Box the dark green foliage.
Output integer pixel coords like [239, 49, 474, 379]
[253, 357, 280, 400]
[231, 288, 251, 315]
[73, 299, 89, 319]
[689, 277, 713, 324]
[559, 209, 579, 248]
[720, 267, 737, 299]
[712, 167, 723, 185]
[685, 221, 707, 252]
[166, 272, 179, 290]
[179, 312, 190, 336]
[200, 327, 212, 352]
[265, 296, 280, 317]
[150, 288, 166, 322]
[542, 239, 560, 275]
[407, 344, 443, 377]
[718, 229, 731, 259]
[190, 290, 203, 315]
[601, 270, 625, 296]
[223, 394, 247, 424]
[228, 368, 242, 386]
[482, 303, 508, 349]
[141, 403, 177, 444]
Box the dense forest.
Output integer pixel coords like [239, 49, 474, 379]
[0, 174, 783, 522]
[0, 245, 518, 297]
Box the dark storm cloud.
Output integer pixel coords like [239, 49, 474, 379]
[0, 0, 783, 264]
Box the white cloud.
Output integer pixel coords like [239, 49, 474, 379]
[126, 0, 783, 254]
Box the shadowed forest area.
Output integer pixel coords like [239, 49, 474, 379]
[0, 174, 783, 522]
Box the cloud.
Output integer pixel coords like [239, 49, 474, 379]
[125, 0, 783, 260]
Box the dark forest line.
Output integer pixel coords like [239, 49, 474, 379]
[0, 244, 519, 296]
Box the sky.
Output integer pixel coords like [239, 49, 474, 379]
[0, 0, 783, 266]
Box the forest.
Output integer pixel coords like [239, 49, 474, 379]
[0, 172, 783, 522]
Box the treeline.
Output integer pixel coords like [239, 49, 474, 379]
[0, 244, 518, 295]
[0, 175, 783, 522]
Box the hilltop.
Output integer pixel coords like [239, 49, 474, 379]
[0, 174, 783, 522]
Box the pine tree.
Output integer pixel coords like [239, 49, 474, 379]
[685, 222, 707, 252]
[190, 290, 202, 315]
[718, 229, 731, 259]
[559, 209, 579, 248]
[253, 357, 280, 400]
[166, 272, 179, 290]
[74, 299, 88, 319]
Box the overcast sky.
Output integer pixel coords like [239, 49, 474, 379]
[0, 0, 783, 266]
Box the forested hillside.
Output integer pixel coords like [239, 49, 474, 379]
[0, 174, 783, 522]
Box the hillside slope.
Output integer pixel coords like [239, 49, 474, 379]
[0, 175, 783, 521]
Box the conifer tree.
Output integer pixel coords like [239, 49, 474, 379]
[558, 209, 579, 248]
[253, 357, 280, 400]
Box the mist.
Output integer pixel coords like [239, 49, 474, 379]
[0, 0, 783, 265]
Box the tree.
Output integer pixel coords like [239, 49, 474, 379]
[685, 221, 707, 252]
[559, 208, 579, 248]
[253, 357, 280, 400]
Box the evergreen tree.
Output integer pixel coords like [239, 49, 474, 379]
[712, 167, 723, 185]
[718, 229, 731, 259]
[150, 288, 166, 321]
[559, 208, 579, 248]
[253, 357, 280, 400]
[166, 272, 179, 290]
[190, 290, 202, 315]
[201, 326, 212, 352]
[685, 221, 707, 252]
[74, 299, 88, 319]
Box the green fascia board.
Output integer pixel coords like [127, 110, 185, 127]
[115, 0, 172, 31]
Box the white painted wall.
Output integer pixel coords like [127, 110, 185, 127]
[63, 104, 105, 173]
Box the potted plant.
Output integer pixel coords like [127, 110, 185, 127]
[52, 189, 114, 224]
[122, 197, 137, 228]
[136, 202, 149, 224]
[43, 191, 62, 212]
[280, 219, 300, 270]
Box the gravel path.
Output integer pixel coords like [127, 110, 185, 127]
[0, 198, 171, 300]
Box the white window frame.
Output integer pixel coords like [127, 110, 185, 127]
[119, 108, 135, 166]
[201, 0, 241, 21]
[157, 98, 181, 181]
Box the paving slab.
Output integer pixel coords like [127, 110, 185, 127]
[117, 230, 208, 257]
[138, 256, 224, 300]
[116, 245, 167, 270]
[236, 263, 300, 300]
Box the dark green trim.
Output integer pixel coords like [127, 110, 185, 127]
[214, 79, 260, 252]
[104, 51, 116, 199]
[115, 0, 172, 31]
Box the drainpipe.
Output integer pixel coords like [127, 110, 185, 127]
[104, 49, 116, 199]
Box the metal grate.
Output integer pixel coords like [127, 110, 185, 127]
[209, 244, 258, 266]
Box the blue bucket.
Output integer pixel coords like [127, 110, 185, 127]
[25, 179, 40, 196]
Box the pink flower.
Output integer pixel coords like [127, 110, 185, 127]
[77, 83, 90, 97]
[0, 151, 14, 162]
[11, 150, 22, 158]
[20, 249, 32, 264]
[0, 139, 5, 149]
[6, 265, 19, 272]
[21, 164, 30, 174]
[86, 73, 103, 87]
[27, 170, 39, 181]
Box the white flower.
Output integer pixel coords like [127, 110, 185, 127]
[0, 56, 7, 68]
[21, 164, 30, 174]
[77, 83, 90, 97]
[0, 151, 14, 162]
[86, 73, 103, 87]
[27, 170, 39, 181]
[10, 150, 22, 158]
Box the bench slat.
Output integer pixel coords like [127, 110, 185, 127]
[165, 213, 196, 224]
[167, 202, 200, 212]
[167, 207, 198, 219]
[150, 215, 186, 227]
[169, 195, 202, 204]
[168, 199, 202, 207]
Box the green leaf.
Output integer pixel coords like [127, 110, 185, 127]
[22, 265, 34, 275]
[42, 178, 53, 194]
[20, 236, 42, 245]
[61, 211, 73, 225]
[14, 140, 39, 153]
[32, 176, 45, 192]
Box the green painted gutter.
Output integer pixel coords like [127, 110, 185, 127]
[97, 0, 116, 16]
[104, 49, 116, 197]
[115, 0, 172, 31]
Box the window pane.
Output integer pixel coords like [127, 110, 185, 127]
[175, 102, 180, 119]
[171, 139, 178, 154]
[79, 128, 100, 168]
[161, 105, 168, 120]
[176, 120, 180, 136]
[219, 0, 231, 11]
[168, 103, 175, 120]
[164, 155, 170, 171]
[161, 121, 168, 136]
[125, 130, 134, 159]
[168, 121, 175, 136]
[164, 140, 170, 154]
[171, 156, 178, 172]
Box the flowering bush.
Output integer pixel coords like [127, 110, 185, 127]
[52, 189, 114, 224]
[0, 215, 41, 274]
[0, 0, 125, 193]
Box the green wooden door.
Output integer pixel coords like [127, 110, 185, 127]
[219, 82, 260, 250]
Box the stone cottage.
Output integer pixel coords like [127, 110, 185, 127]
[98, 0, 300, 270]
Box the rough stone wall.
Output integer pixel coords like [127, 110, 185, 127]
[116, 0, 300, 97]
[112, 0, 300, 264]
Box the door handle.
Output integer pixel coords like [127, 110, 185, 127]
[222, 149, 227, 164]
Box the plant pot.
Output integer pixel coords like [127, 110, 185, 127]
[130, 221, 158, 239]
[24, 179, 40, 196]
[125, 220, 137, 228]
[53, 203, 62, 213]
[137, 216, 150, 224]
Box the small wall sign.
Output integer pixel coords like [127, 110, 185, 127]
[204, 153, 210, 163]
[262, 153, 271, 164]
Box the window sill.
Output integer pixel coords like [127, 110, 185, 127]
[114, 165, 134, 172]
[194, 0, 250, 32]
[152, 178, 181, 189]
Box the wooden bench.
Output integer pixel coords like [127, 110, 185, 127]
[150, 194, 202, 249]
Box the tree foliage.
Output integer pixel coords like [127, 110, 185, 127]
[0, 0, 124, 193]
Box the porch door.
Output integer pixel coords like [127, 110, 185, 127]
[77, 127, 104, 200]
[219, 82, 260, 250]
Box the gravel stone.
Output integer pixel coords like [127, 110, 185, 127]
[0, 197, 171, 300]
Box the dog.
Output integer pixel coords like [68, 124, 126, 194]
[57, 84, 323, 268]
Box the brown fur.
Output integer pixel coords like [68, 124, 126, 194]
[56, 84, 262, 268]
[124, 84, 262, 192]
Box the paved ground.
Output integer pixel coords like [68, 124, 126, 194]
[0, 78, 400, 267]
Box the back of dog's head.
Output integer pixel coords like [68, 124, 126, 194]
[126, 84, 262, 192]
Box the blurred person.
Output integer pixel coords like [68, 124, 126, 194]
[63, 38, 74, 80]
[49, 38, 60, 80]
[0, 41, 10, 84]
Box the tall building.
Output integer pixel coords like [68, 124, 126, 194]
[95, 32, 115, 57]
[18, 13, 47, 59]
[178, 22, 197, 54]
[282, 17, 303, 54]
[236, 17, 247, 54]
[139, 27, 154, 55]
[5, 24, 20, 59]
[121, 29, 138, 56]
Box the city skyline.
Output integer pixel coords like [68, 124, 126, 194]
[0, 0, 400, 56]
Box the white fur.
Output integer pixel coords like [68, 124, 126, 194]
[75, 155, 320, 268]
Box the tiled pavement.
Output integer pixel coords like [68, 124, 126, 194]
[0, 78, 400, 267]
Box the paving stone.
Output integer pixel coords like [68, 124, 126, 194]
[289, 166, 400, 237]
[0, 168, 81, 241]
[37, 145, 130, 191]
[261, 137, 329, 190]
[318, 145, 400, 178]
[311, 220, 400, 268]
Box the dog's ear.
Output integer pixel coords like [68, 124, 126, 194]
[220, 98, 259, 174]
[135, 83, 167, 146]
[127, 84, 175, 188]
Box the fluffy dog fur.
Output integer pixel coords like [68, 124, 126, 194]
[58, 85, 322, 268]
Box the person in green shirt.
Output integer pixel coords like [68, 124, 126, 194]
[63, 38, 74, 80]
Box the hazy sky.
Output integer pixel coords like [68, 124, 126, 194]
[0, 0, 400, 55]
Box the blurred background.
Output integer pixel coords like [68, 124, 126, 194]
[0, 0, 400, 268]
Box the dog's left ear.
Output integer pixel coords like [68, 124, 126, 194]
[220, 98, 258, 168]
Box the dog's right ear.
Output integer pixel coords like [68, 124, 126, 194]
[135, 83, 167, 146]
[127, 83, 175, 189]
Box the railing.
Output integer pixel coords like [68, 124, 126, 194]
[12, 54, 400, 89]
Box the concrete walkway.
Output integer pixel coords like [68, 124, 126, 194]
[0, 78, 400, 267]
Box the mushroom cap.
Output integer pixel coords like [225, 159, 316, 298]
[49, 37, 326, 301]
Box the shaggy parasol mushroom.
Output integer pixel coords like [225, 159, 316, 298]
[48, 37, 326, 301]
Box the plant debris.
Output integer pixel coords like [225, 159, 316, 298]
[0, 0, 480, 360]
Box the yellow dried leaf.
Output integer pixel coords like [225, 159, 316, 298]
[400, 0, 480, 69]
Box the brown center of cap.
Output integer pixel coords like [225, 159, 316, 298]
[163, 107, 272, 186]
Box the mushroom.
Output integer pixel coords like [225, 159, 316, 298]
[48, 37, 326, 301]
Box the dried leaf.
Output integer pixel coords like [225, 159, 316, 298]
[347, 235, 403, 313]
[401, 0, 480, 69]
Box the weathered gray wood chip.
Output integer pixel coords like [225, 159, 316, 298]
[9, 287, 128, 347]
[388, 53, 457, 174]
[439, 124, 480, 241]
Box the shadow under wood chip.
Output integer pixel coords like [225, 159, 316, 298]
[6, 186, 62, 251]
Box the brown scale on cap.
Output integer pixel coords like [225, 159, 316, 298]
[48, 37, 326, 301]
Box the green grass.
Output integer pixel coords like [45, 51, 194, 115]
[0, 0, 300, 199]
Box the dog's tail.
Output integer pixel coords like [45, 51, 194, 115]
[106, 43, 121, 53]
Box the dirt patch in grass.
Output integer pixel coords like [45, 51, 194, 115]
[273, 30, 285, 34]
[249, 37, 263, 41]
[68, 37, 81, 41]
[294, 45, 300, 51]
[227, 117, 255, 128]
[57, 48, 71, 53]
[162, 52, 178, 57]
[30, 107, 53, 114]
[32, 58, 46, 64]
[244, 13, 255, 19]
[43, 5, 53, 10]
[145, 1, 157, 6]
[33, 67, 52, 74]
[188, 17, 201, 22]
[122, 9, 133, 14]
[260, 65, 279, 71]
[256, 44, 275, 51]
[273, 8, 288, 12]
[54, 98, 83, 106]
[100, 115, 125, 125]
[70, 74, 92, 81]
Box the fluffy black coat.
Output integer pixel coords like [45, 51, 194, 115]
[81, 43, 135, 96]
════════════════
● **Work to do**: Recast the lines above, from the one containing "Box the tiled pavement." through the one containing "[439, 124, 480, 241]" inclusive, as a numbered list with blank lines left out.

● **Result of the exercise**:
1. Box the tiled pavement.
2. Output integer pixel coords like [68, 124, 126, 194]
3. [0, 78, 400, 267]
4. Box the paving stone.
5. Output integer pixel coords like [68, 124, 126, 194]
6. [289, 166, 400, 237]
7. [0, 168, 81, 241]
8. [37, 145, 130, 191]
9. [261, 137, 329, 190]
10. [318, 145, 400, 178]
11. [311, 220, 400, 268]
12. Box the dog's ear.
13. Output integer pixel coords like [68, 124, 126, 194]
14. [220, 98, 259, 174]
15. [135, 83, 167, 146]
16. [127, 84, 175, 188]
17. Box the fluffy dog fur.
18. Output integer pixel coords like [68, 124, 126, 194]
19. [58, 85, 322, 268]
20. Box the person in green shirt.
21. Output integer pixel coords like [68, 124, 126, 194]
22. [63, 38, 74, 80]
23. Box the hazy sky.
24. Output integer pixel coords like [68, 124, 126, 194]
25. [0, 0, 400, 55]
26. Box the blurred background.
27. Output integer pixel coords like [68, 124, 126, 194]
28. [0, 0, 400, 268]
29. Box the dog's left ear.
30. Output integer pixel coords like [68, 124, 126, 194]
31. [220, 98, 258, 168]
32. Box the dog's right ear.
33. Output integer pixel coords like [68, 124, 126, 194]
34. [135, 83, 167, 146]
35. [127, 83, 175, 189]
36. Box the railing.
37. Output integer pixel coords like [68, 124, 126, 194]
38. [12, 54, 400, 89]
39. Box the concrete walkway.
40. Output integer pixel coords like [68, 124, 126, 194]
41. [0, 78, 400, 267]
42. Box the mushroom cap.
43. Output integer pixel coords like [225, 159, 316, 298]
44. [49, 37, 326, 301]
45. Box the shaggy parasol mushroom.
46. Output integer pixel coords like [225, 159, 316, 298]
47. [48, 37, 326, 301]
48. Box the plant debris.
49. Output integer pixel coords like [225, 159, 316, 298]
50. [0, 0, 480, 360]
51. Box the yellow dried leaf.
52. Output integer pixel coords like [225, 159, 316, 298]
53. [400, 0, 480, 69]
54. Box the brown center of cap.
55. Output integer pixel coords like [225, 159, 316, 298]
56. [163, 107, 272, 186]
57. Box the mushroom.
58. Output integer pixel coords like [225, 159, 316, 298]
59. [48, 37, 326, 301]
60. Box the dried leaf.
61. Output integer pixel coords like [225, 159, 316, 298]
62. [347, 235, 403, 313]
63. [401, 0, 480, 69]
64. Box the weathered gray wood chip.
65. Output integer pixel coords like [225, 159, 316, 298]
66. [9, 287, 128, 347]
67. [388, 53, 457, 174]
68. [439, 124, 480, 241]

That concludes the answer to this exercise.